COMPLETE THE FOLLOWING >>
1. According to the text about Ingrid van Engelshoven, during what period was she an alderwoman in The Hague?
2. Quote the text about Ingrid van Engelshoven word for word, everything from "According to Van" down to "Dutch equality laws.".

Ingrid Katharina van Engelshoven (born 12 July 1966) is a Dutch politician who served as Minister of Education, Culture and Science in the Third Rutte cabinet from 26 October 2017 until 10 January 2022.

A member of Democrats 66 (D66) party, she was the party chairwoman from 12 May 2007 until 9 March 2013; before her election to the House of Representatives in 2017, she had been an alderwoman in The Hague, from 26 June 2014 to 16 February 2017. Van Engelshoven studied political science at Radboud University Nijmegen and law at Leiden University. On 26 October 2017, she was appointed as Minister for Education, Culture and Science in Mark Rutte's third cabinet, the first member of her party to hold the position.

Feminism

According to Van Engelshoven, there are too many "white men" working at colleges and universities in the Netherlands. She has claimed that this leads to "nasty incidents involving intimidation of female employees". She has qualified the decision of the TU Eindhoven to no longer accept men for new vacancies as "courageous". The Dutch Institute for Human Rights later ruled that this decision violates Dutch equality laws.

MATERIAL PROVIDED >>
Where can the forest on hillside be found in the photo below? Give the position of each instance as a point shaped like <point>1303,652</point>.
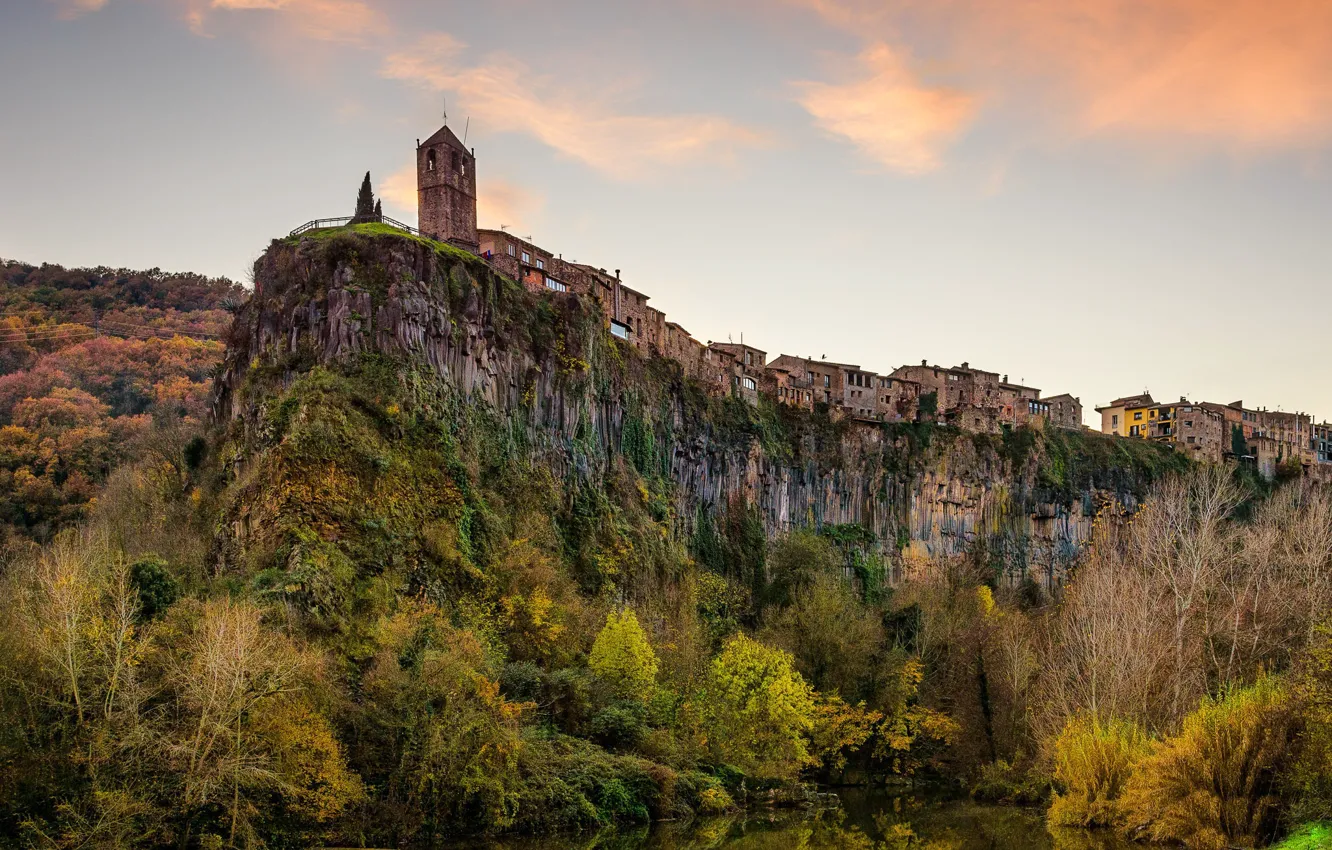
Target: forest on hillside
<point>97,367</point>
<point>372,618</point>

RESPONSES TO THE TASKS >>
1. From 26 June 2014 to 16 February 2017.

2.
According to Van Engelshoven, there are too many "white men" working at colleges and universities in the Netherlands. She has claimed that this leads to "nasty incidents involving intimidation of female employees". She has qualified the decision of the TU Eindhoven to no longer accept men for new vacancies as "courageous". The Dutch Institute for Human Rights later ruled that this decision violates Dutch equality laws.